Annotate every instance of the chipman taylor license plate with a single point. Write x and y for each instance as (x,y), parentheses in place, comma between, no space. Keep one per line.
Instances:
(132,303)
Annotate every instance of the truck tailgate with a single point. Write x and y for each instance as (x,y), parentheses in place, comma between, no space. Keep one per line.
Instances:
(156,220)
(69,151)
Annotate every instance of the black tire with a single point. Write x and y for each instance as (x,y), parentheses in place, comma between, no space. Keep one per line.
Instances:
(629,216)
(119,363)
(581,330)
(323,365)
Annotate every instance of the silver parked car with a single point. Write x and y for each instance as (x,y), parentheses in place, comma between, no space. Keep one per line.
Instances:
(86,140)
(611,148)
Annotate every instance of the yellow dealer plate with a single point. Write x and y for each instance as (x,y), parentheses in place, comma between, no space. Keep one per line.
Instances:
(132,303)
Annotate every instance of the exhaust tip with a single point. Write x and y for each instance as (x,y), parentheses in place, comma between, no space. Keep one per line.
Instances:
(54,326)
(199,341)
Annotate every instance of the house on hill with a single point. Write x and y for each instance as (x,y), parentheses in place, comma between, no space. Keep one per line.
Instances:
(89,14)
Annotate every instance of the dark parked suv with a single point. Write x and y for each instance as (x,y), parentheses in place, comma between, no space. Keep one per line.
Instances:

------------

#### What you will do:
Repeat exactly, and only, the lines from the line with "Annotate every instance of the exhaust" through the end of the listing above, both ends included.

#### Correct response:
Annotate every instance of the exhaust tip with a single point. Write x and y for each instance as (x,y), parentheses in place, comma between, no space. Keep one per line.
Instances:
(54,326)
(199,341)
Annotate every instance of the house on hill with a single point. Write x and y for each instance as (x,y), parentheses in place, comma between, no space. Keep one per line.
Instances:
(89,14)
Annotate every instance of the dark parked suv with a single point. Write x and y for each instance as (x,y), parentheses in place, comma between, no space. Keep one per line.
Instances:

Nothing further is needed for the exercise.